[TEXT SECTION]:
H.  Dun Cow farm. Co-op Supermarket now occupies the site.

After the Frost brothers Christopher Sainty is listed as the blacksmith here in 1874. He also worked from Docking.  In 1881 John Balding is recorded as an unemployed blacksmith and Robert Collison and George Steeds are described as blacksmiths lodging in the village.  In 1883 two new names appear William Valentine Dodman and William Potter.
William Valentine Dodman
William was born at Dunton near Fakenham in 1845.  In the census return of 1861 for Sculthorpe Mary Dodman aged 44 is listed with her son William then aged 16.  William is recorded as a blacksmith and they are living in a cottage in Moor Lane.  A few years later William married his wife Susannah and is recorded as a blacksmith in Station Street Docking.   His wife Susannah was a dressmaker.
 
Sometime prior to 1881 he moved to Dersingham.  He lived here with his wife Susannah, and they were now the proud parents of four children, Gertrude 7, Clare 4, George 2 and Herbert just 10 months.  They employed a general servant Mary Everitt who was just 13 years old in 1881.
 
It is highly likely that with such a large household he lived and worked in the house with the smithy in Chapel Road. It was called The Old Forge and later The Laurels.




The Old Forge

William was a prominent member of the community and featured in the Directory of 1883 as a blacksmith.  In 1890 he is recorded as a Blacksmith and Machinist.  He was a prominent member of the Wesleyan Methodist Society in the village and had been a circuit steward. In 1890 he laid one of the foundation stones for the new chapel being built in Post Office Road (then Middle Road). He died aged 56 in 1901.
William Valentine Dodman died, aged 56, in 1901

William's son, George William Dodman, continued the family business.  In the directories up to 1916 a Mrs. Dodman was living at a house named Rosedale and in 1922 her address is given as Mill Road. She remained an active member of the community acting as treasurer and then secretary for the chapel.  

George William Dodman died in April 1932 and is buried in the churchyard.  In 1929 Richard Stanton is listed as Farmer, Manor House, smith and wheelwright at the Chapel Road premises. 

William Turner Potter
The second new name of significance that is recorded in Kelly’s Directory of 1883 is the one that is of importance to us, namely, William Potter.  It was William Turner Potter who came to Dersingham, set up his blacksmith’s business and built the smithy and Barn that stand now at the junction of Centre Vale and Post Office Road.

But we must start at the beginning with William’s Grandfather Robert Potter who ran his blacksmith’s shop in Gaywood just outside King’s Lynn. The census returns of 1841 for Gaywood record Robert Potter, blacksmith, with his wife Francis and three children, John 10, Sarah, 9 and Frances 4.  Unfortunately the Smithy and cottage were demolished in about 1961. 

Robert’s son John went on to set up a blacksmith’s shop in Snettisham. He is recorded aged 40 in the census of 1871 and the address given appears to be Back Street.  He now has a wife Mary Ann and six children, Henry 3, Mary 5, Alfred 7, Emma 9, and Ann Marie 11.   The oldest child is our William, aged 13, who is described as being born in Gaywood and a scholar.  This makes the date of William’s birth 1858.  He worked for a while with his father but at the age of 16 he went to Halstead in Essex where he continued to learn his craft for about 6 years.  He is recorded as living with his Brother-in-Law Arthur Doe who had married William’s sister recorded as Fanny aged 25.  Other members of the family included Arthur, the one year old son of Fanny and Arthur, and Anna, sister of Arthur Doe Sen. , 28 years old  and a dressmaker.

[MATERIAL SUPPLIED]:
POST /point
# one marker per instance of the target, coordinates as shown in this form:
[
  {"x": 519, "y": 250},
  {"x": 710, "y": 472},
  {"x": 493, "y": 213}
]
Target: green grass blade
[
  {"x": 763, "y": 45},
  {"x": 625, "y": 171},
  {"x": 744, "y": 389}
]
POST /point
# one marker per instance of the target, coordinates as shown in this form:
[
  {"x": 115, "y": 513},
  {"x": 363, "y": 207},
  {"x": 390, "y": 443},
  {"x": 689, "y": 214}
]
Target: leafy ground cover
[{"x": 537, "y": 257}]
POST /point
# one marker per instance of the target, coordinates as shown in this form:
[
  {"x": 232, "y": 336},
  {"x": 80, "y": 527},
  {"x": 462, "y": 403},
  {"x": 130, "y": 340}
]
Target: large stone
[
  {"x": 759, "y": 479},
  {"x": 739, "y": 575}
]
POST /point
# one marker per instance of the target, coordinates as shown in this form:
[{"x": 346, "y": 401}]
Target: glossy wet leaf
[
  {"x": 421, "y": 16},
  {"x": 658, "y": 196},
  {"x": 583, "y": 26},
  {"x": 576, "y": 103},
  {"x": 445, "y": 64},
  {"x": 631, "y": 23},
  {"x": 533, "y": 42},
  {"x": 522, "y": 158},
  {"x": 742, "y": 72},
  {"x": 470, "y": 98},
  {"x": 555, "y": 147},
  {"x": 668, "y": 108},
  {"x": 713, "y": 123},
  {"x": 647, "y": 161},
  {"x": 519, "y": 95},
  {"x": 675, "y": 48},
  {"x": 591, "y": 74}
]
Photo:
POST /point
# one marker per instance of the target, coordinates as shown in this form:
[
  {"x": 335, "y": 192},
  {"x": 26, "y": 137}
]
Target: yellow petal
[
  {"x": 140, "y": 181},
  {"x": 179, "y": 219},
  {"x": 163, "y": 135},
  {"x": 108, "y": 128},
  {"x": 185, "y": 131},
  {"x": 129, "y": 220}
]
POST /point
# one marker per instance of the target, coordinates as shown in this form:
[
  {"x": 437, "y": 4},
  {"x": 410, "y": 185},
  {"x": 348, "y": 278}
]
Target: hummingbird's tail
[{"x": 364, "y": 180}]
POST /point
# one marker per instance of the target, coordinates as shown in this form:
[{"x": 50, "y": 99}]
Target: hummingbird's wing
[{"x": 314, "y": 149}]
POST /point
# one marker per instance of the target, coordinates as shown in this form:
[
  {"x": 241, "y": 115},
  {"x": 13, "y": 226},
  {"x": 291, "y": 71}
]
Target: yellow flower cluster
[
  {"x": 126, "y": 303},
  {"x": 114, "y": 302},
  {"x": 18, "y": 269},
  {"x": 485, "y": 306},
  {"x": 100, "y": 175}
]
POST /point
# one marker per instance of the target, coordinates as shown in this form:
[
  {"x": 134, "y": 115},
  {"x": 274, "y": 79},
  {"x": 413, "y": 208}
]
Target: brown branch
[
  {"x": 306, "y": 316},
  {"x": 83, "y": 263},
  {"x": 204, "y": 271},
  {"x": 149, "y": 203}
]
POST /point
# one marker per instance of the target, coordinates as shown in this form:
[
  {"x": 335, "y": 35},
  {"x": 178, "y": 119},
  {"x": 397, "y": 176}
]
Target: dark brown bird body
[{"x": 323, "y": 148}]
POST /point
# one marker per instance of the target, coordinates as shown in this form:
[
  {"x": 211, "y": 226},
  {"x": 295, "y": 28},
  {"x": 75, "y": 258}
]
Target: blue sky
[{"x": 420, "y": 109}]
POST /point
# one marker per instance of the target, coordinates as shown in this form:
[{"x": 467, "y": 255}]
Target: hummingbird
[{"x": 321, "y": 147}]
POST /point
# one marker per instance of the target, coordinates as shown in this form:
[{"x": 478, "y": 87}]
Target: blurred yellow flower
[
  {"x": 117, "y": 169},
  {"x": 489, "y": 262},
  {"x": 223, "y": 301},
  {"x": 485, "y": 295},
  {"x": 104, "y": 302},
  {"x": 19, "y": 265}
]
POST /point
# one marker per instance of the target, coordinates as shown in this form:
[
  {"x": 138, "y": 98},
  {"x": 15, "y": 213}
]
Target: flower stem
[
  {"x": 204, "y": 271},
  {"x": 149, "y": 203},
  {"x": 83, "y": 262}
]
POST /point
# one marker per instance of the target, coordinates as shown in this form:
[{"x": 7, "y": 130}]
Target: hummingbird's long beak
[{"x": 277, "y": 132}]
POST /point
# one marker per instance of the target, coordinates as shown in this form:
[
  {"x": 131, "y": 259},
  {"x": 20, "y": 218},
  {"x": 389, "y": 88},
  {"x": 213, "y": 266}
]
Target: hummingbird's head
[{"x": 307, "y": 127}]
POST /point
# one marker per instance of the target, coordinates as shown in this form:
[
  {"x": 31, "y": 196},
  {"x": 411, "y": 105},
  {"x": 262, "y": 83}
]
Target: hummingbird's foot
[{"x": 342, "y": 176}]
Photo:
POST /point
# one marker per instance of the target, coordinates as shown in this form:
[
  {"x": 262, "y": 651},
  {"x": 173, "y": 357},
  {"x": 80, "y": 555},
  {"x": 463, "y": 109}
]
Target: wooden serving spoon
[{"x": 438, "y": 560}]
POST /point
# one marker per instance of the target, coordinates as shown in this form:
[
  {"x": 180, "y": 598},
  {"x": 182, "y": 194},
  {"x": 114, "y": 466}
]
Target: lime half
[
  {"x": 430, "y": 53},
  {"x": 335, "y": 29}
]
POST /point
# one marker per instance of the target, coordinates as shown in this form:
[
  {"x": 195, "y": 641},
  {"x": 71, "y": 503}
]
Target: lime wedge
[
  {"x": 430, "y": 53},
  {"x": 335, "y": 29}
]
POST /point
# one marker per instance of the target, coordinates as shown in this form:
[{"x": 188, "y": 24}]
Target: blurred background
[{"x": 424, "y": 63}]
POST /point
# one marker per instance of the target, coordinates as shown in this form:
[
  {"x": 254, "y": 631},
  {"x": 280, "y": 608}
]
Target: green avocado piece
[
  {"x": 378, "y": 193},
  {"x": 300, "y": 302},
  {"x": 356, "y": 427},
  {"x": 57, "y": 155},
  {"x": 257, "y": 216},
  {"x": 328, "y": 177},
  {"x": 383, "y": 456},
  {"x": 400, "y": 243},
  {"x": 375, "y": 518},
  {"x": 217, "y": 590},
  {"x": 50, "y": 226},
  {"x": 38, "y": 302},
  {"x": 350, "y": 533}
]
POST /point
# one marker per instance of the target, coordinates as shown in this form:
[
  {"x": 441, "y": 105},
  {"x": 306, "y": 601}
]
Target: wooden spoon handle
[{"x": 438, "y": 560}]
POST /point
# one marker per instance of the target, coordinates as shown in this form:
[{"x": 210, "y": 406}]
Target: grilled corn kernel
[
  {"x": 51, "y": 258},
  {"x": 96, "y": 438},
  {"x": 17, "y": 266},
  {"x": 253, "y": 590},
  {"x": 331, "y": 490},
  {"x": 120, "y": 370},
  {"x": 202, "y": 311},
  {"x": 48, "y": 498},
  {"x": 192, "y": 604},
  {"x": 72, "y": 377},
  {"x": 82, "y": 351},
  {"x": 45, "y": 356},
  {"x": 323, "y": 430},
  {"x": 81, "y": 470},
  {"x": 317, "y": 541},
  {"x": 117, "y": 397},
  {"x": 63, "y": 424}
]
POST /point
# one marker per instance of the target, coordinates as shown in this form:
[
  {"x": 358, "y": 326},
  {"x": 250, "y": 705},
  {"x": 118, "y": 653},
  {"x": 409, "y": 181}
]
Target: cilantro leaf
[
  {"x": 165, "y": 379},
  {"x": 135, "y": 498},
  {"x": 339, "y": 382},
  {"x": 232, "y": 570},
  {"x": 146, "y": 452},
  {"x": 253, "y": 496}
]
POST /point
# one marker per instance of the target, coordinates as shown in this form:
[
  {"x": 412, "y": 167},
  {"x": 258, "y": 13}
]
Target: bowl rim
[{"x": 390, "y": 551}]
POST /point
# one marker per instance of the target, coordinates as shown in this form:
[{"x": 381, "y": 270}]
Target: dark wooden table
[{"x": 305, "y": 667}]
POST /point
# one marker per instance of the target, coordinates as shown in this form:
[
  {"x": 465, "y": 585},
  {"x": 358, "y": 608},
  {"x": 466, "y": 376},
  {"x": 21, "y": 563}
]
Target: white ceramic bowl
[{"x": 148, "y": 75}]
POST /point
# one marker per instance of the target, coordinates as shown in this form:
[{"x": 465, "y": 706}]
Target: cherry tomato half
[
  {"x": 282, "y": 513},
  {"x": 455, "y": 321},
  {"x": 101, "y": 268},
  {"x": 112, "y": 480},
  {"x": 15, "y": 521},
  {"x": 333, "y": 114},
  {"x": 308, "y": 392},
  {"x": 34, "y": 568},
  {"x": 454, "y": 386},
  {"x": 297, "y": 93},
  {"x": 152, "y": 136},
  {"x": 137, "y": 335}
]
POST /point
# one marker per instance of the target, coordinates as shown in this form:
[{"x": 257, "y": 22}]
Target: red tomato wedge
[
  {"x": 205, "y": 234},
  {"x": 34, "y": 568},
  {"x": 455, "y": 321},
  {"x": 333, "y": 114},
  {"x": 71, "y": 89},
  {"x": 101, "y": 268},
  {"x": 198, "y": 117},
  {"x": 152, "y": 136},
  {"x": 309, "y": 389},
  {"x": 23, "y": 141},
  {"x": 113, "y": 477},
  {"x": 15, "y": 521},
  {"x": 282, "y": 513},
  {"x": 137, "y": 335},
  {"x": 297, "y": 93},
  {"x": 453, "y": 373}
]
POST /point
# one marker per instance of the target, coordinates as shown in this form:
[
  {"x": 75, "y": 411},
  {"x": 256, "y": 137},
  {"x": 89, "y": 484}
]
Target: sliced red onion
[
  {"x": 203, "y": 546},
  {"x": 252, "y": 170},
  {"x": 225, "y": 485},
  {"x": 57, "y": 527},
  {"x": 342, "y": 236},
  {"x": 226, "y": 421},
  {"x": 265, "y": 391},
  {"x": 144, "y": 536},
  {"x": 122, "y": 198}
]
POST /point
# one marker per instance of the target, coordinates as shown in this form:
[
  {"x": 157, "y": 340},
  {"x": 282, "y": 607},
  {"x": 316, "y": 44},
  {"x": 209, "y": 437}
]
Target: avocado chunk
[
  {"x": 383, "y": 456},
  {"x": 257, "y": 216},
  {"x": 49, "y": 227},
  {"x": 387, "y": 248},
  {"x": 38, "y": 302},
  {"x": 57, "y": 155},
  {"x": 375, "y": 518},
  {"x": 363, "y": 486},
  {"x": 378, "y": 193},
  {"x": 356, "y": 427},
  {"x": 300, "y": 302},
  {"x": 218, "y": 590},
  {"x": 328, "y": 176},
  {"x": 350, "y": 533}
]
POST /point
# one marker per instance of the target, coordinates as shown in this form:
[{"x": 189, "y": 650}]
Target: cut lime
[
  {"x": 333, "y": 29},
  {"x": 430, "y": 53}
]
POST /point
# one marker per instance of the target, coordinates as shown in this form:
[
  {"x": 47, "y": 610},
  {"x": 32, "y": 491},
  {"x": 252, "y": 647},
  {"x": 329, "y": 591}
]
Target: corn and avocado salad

[EXERCISE DIRECTIONS]: Reproduce the passage on the village blacksmiths word for word, from "George William Dodman died" to "Chapel Road premises.".

[ANSWER IN FULL]:
George William Dodman died in April 1932 and is buried in the churchyard.  In 1929 Richard Stanton is listed as Farmer, Manor House, smith and wheelwright at the Chapel Road premises.